__Problem requirements__: Give back every record below, character for character.

·····

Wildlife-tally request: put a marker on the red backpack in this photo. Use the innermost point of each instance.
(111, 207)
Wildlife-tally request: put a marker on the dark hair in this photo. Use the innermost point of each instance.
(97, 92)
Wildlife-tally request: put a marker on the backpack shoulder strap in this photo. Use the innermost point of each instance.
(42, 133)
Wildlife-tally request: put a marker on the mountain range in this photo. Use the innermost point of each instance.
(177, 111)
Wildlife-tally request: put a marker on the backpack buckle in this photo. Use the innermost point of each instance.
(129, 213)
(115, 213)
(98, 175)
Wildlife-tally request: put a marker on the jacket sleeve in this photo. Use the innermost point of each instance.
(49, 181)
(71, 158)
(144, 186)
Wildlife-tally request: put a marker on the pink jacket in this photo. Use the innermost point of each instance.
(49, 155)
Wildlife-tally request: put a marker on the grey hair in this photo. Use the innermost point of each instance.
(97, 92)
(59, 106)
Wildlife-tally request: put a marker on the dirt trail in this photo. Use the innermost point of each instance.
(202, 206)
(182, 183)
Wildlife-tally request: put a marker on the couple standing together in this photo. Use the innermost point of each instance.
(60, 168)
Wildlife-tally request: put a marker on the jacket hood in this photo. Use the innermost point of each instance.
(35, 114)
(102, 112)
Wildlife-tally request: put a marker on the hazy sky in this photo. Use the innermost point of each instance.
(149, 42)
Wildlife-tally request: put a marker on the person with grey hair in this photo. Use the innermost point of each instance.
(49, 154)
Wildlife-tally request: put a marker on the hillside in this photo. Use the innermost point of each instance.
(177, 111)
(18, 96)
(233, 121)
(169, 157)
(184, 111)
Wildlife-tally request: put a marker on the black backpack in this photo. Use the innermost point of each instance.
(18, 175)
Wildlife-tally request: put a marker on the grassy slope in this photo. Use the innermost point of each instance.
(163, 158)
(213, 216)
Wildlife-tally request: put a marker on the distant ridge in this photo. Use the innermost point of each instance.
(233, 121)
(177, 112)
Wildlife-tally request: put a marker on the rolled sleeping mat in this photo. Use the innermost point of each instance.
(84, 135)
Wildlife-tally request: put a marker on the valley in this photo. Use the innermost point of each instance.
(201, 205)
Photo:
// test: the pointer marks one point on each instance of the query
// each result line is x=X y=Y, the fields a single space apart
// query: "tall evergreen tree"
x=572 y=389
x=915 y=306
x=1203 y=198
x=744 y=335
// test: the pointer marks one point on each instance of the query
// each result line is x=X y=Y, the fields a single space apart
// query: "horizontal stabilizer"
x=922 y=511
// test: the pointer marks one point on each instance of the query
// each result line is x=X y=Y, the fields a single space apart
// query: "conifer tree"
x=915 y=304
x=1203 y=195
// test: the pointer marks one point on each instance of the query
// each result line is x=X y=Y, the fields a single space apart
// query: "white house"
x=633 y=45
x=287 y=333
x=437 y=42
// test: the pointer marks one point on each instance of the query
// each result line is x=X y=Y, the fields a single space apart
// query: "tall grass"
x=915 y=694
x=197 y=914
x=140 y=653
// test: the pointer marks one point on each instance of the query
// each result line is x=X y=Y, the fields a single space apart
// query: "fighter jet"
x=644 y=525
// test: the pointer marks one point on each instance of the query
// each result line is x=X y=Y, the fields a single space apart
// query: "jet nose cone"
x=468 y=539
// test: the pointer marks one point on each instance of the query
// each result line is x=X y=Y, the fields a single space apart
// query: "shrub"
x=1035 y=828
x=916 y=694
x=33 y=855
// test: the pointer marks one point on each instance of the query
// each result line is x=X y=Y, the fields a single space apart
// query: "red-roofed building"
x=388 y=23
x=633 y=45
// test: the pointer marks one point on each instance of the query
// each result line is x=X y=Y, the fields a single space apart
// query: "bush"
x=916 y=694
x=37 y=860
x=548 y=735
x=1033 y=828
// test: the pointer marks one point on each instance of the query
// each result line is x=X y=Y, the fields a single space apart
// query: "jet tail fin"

·····

__Solved problem__:
Wildlife-tally request: put a marker on the red backpack in this photo. Use the innermost point of each instance.
(111, 207)
Wildlife-tally request: put a marker on the dark hair in this photo. Use the innermost point of each instance.
(97, 92)
Wildlife-tally request: put a marker on the backpack shoulder strap in this photo. Use the innermost point of each instance.
(42, 133)
Wildlife-tally request: put a marker on the mountain range in this photo. Use the innermost point of each instance.
(177, 111)
Wildlife-tally request: put a marker on the backpack buckle in this photo. Use the innermost point of each instance.
(129, 213)
(115, 213)
(98, 175)
Wildlife-tally request: put a marker on the jacket sleeve in this photo. Use the innermost point of each instance.
(49, 181)
(71, 158)
(144, 186)
Wildlife-tally request: put a marker on the pink jacket in this photo. Use the innermost point of each instance.
(49, 155)
Wildlife-tally request: put a marker on the grey hair in this photo. Use the innermost point of each instance.
(97, 92)
(59, 106)
Wildlife-tally request: put a marker on the dirt trail in this photo. Use the innermost point of each instance.
(202, 206)
(182, 183)
Wildlife-tally request: put a marker on the couple standing together in this photo. Use the innermost point of each instance.
(60, 168)
Wildlife-tally request: put a marker on the jacket hood in this photo. Use the innermost point of each instance.
(35, 114)
(102, 112)
Wildlife-tally request: put a marker on the hazy sky in this photo. Use the innermost point of each instance.
(149, 42)
Wildlife-tally request: put a marker on the person with grey hair in this photo. Use the innermost point of each instance.
(49, 154)
Wildlife-tally request: put a marker on the hillside in this photo. Use the innermost point of each instance.
(177, 111)
(18, 96)
(233, 121)
(169, 157)
(184, 111)
Wildlife-tally request: put a marker on the black backpack in this photo. Use the innermost point of each instance.
(18, 175)
Wildlife-tally request: put a marker on the grassy slope in this photo. Use the innermost point of each instance.
(163, 158)
(213, 216)
Wildlife-tally request: put a marker on the distant ridge in this photo. Use the innermost point of each instance.
(233, 121)
(177, 112)
Wildlife-tally request: put a marker on the rolled sleeping mat in this photo. Use the innermost point of each instance.
(84, 135)
Wildlife-tally request: put a marker on the valley in this photo. Use the innermost point of each instance.
(201, 205)
Photo:
// test: the pointer marks one point on each instance of the query
// each result line is x=X y=Y, the fields a single space apart
// query: "tall evergreen tree"
x=572 y=389
x=915 y=306
x=1203 y=198
x=744 y=335
// test: the pointer marks one point on each instance of the query
// each result line is x=X y=Y, the fields a single space apart
// query: "horizontal stabilizer"
x=922 y=511
// test: the pointer marks one point on each instance of the query
// each result line is x=X y=Y, the fields a single space apart
// query: "conifer tree"
x=915 y=304
x=1203 y=195
// test: the pointer marks one point on each instance of the query
// each result line is x=X y=Y, the fields a single space apart
// query: "white house"
x=633 y=45
x=287 y=333
x=437 y=42
// test: the pointer marks one point on each instance of the query
// each result line is x=X y=Y, the fields a single space apart
// query: "tall grass"
x=915 y=694
x=197 y=914
x=140 y=653
// test: the pointer marks one point on each instance of the query
// each result line is x=X y=Y, the fields a single space apart
// query: "fighter jet"
x=644 y=525
// test: the pointer marks one point on each instance of the query
// each result line is x=X y=Y, the fields a single space apart
// query: "jet nose cone"
x=468 y=539
// test: the pointer marks one point on each instance of the query
// each result line is x=X y=Y, the fields a single space apart
// query: "shrub"
x=1035 y=828
x=916 y=694
x=33 y=855
// test: the pointer marks one point on each instance of the query
// each result line is x=X y=Y, the fields a single space apart
// query: "red-roofed building"
x=388 y=23
x=633 y=45
// test: the pointer marks one point on each instance of the query
// each result line is x=X y=Y, the fields a single space apart
// query: "bush"
x=916 y=694
x=37 y=860
x=548 y=735
x=1033 y=828
// test: the pointer marks one point on each instance of the query
// each result line is x=X y=Y, the fields a single space apart
// query: "jet tail fin"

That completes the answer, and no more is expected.